### TASK INSTRUCTIONS
In the records below, change "Tag" to "Mark" and reproduce every line with no other alteration, omitting the pictures.

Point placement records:
* Begin *

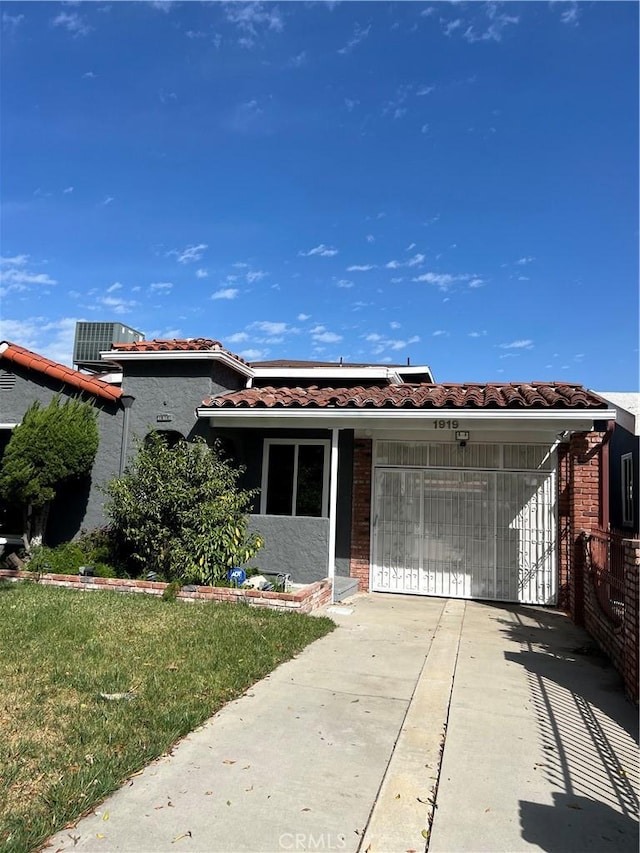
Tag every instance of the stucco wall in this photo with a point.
(299, 546)
(623, 442)
(80, 505)
(168, 392)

* End *

### OUTPUT OF THE TASK
Mark every instance of the stucco wall in this photo with a point.
(299, 546)
(623, 442)
(80, 505)
(168, 392)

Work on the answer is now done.